Rows taken from a pointing dataset:

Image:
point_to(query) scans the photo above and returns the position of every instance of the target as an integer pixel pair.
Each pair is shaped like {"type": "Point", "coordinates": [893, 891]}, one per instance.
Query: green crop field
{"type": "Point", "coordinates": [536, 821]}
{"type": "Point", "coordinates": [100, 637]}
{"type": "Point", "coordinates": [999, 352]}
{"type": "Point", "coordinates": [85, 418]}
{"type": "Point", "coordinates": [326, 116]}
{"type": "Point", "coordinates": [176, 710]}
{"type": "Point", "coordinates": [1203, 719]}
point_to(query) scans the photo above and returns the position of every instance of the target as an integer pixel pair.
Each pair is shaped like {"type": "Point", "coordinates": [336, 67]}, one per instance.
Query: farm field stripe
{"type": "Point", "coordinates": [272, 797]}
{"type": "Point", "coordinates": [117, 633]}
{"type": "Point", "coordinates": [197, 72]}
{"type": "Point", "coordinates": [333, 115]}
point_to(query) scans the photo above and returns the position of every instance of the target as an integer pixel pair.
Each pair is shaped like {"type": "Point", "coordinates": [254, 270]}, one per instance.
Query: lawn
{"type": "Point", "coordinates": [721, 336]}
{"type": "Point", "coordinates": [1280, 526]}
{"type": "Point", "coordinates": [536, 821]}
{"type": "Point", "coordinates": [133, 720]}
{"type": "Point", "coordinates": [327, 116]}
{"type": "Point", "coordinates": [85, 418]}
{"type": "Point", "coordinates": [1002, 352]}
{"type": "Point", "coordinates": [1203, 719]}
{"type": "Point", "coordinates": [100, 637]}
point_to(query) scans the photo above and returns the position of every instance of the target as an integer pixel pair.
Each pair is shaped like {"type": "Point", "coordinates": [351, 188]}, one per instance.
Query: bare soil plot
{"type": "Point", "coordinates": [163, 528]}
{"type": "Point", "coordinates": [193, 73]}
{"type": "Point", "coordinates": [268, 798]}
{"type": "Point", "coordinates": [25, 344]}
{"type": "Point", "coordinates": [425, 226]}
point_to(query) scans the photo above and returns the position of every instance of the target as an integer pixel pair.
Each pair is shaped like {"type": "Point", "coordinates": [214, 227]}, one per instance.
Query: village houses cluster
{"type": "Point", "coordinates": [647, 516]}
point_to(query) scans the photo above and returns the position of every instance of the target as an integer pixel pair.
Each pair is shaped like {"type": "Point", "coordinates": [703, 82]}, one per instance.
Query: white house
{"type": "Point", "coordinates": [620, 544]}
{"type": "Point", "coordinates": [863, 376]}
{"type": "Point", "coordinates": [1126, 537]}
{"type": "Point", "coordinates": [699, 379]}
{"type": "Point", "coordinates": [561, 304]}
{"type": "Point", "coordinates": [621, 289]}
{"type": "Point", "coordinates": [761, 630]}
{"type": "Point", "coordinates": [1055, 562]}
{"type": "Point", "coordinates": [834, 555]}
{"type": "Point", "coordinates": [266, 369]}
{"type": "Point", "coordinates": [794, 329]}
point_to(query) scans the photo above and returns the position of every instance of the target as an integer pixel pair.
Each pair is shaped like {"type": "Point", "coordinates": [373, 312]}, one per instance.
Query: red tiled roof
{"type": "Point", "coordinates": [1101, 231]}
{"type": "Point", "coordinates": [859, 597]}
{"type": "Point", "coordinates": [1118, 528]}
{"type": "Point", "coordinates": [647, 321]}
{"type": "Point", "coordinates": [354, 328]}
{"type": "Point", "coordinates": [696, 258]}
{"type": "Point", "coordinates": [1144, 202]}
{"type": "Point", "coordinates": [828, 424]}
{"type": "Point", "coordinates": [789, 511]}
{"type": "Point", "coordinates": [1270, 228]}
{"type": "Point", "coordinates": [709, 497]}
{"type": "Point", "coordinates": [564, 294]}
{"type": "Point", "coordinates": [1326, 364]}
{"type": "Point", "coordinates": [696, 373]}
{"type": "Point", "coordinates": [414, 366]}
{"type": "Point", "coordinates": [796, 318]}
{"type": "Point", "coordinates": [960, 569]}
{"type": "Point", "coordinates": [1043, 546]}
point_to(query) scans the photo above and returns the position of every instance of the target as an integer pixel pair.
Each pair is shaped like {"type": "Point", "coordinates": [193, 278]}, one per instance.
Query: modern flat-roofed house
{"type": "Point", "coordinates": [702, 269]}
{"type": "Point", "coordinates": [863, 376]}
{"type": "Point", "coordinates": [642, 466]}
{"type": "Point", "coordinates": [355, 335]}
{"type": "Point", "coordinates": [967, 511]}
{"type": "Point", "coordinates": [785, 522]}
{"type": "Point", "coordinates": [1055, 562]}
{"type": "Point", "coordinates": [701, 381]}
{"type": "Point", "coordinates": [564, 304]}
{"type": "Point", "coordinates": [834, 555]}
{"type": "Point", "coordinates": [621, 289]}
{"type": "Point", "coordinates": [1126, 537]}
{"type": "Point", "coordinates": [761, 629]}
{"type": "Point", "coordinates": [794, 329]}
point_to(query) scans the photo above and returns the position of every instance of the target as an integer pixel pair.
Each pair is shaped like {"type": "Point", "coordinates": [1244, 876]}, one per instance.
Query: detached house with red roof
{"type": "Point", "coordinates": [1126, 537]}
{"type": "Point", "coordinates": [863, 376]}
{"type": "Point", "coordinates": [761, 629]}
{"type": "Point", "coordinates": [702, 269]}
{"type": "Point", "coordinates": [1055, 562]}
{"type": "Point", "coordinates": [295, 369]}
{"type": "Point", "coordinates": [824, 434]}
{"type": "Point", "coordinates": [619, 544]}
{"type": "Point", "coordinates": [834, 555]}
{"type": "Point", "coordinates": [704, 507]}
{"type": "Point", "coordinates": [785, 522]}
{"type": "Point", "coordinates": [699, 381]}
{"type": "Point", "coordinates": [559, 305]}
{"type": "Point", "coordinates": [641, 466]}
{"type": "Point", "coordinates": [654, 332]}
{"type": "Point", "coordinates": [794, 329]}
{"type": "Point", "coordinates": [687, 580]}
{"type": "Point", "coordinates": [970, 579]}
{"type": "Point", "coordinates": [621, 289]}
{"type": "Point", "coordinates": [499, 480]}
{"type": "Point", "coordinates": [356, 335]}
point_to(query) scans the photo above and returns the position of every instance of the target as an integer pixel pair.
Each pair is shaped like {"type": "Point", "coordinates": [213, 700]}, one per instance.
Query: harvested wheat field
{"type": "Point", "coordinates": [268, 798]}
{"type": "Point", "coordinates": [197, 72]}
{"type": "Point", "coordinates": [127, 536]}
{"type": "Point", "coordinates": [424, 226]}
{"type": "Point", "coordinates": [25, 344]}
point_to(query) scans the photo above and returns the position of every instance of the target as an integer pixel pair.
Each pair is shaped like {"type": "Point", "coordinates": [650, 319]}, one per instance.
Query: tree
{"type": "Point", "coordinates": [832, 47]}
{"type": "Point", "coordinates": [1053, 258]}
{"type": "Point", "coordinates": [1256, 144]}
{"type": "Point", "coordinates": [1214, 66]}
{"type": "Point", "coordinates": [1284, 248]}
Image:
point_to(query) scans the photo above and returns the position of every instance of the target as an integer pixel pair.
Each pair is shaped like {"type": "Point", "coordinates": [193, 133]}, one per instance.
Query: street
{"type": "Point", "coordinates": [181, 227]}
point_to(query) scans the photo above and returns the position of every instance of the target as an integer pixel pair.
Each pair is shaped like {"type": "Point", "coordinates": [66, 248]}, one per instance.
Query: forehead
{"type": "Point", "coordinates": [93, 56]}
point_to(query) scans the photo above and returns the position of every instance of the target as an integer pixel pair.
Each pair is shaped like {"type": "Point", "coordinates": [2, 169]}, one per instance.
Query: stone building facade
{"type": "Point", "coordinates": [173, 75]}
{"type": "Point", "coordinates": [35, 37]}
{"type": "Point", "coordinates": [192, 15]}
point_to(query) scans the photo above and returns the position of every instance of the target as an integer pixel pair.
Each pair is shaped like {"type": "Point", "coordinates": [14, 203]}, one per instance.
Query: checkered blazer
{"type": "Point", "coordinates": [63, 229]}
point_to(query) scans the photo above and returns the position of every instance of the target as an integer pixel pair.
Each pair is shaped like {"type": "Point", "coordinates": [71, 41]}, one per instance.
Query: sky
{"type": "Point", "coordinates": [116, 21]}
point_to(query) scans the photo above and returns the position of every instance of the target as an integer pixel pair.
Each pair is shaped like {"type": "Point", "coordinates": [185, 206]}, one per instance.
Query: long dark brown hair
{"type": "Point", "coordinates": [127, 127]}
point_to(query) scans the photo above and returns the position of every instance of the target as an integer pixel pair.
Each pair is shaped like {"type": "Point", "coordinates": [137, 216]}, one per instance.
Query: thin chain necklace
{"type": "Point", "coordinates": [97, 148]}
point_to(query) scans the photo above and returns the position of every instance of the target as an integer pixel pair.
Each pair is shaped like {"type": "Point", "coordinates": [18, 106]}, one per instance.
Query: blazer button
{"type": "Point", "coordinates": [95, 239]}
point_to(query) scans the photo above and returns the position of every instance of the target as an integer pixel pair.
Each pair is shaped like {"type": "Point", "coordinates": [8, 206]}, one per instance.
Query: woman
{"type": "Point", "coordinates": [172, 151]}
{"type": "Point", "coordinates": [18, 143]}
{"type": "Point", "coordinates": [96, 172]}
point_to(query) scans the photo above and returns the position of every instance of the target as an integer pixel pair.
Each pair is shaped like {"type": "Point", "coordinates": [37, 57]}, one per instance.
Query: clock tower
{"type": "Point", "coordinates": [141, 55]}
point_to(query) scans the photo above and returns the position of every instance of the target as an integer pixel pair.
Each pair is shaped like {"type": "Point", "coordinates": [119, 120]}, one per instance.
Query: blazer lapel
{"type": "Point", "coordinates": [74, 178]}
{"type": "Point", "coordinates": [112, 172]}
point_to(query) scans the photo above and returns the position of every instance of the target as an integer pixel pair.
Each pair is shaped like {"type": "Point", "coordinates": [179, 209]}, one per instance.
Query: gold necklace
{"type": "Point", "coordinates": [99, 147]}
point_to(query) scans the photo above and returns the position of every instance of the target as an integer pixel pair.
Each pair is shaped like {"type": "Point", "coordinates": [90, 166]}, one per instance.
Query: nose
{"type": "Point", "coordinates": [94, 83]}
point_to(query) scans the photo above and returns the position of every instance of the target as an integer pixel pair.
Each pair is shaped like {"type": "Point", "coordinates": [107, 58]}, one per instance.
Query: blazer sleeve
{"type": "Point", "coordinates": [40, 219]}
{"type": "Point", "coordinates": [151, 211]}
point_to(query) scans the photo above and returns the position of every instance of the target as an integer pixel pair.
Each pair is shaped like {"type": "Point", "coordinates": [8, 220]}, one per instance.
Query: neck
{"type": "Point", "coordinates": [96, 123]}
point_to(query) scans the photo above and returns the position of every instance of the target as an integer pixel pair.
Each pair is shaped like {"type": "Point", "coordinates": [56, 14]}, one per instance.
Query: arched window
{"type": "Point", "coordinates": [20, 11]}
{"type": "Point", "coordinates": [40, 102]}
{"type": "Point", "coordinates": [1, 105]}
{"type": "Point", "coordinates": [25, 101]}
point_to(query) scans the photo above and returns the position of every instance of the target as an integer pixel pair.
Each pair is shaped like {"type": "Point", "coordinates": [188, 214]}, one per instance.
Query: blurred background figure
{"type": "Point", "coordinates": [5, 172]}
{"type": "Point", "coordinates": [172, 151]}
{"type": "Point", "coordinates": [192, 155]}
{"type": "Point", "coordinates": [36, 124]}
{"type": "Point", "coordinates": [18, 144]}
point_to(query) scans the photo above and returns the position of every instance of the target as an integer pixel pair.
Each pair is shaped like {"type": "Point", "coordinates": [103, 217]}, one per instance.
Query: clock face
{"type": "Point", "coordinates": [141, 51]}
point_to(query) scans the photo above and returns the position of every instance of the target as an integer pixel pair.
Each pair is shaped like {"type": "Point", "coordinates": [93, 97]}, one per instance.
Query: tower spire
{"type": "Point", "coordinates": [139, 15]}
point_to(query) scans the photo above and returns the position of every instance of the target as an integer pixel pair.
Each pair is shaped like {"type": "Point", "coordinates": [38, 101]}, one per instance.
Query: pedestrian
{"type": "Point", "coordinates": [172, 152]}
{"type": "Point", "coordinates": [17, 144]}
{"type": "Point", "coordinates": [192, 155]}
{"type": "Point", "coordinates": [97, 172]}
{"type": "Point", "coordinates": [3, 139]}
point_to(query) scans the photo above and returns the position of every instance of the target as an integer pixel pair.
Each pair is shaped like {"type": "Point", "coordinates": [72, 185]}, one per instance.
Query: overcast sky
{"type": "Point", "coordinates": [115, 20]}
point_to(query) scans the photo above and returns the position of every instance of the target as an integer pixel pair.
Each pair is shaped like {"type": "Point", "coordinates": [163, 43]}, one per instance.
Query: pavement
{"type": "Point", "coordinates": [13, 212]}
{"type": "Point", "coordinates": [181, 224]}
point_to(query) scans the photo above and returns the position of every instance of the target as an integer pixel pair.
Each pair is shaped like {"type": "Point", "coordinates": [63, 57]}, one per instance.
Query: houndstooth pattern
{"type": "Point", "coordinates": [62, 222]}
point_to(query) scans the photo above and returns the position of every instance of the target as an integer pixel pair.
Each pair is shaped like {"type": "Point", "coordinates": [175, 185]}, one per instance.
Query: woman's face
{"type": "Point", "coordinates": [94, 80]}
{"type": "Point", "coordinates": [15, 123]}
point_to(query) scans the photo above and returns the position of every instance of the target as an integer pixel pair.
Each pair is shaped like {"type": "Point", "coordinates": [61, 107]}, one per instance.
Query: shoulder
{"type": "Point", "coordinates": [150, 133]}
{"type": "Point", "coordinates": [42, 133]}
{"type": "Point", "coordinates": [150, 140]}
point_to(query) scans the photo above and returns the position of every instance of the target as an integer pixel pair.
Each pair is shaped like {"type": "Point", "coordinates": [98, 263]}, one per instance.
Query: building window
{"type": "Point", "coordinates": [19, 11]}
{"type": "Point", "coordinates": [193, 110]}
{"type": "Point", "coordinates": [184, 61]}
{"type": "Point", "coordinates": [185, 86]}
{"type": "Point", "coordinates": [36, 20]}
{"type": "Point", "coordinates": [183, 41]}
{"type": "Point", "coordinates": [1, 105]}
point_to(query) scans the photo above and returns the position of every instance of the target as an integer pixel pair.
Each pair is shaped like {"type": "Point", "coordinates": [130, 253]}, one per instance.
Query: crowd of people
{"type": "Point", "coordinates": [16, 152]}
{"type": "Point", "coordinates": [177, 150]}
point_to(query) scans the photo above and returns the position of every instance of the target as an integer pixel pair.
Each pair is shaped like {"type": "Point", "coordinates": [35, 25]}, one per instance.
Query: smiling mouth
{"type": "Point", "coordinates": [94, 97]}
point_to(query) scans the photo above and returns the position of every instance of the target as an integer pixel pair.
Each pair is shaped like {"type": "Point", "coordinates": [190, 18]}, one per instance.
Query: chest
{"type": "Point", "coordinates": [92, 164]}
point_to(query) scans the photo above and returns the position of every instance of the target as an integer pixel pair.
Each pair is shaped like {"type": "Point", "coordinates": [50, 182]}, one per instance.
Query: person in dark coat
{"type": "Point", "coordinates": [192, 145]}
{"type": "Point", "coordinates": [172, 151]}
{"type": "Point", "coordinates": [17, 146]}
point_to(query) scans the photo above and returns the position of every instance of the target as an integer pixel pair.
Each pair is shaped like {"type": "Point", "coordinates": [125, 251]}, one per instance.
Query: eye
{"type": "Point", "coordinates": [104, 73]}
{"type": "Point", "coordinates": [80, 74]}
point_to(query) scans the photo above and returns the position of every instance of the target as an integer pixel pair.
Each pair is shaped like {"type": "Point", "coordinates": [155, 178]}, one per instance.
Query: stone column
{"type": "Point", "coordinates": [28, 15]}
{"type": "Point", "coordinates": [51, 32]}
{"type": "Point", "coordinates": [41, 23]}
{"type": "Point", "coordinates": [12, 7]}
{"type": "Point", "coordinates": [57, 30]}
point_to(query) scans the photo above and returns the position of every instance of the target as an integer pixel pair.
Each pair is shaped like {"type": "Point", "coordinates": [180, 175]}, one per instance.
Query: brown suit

# EXERCISE GOAL
Please report how many lines of the records above contain the string "field", treating uppercase and lowercase as different. Give only the number.

# SOLUTION FOR THIS EXERCISE
3